Source records
☆ ☆ ☆
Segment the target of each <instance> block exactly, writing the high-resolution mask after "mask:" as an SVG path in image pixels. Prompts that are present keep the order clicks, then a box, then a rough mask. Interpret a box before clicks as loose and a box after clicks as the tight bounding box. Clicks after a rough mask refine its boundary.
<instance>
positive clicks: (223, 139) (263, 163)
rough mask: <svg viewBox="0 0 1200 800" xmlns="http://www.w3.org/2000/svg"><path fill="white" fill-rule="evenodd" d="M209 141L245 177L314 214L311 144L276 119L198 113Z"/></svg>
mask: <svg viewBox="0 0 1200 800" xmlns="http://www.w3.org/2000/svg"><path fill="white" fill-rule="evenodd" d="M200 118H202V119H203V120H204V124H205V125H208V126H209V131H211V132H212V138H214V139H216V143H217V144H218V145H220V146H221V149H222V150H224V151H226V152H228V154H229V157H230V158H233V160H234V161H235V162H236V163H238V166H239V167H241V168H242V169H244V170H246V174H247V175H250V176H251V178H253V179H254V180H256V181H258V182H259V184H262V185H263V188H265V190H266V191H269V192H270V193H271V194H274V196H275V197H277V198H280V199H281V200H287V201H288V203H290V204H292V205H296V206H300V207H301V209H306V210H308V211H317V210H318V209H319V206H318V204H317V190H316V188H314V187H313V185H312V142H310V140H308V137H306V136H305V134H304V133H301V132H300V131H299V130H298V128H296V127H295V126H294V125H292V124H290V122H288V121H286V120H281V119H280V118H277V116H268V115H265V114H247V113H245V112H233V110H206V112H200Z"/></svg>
☆ ☆ ☆
Print the entire set of records again, exactly.

* **Output for this exercise**:
Segment the target of each <instance> block exactly, writing the high-resolution mask after "mask:" as an SVG path in image pixels. Prompts that are present keep the order clicks, then a box, then a rough mask. Interpret a box before clicks as loose and a box after clicks as the tight bounding box. Clicks after a rough mask refine its boundary.
<instance>
positive clicks: (223, 139) (263, 163)
rough mask: <svg viewBox="0 0 1200 800" xmlns="http://www.w3.org/2000/svg"><path fill="white" fill-rule="evenodd" d="M209 141L245 177L314 214L311 144L276 119L198 113Z"/></svg>
mask: <svg viewBox="0 0 1200 800" xmlns="http://www.w3.org/2000/svg"><path fill="white" fill-rule="evenodd" d="M200 118H202V119H203V120H204V124H205V125H208V126H209V131H211V132H212V138H214V139H216V143H217V144H218V145H220V146H221V149H222V150H224V151H226V152H228V154H229V157H230V158H233V160H234V161H235V162H236V163H238V166H239V167H241V168H242V169H244V170H246V174H247V175H250V176H251V178H253V179H254V180H256V181H258V182H259V184H262V185H263V188H265V190H266V191H269V192H270V193H271V194H274V196H275V197H277V198H280V199H281V200H287V201H288V203H290V204H292V205H296V206H300V207H301V209H306V210H308V211H317V210H318V209H319V206H318V204H317V190H316V188H314V187H313V185H312V142H310V140H308V137H306V136H305V134H304V133H301V132H300V131H299V130H298V128H296V127H295V126H294V125H292V124H290V122H288V121H286V120H281V119H280V118H277V116H268V115H265V114H247V113H245V112H233V110H206V112H200Z"/></svg>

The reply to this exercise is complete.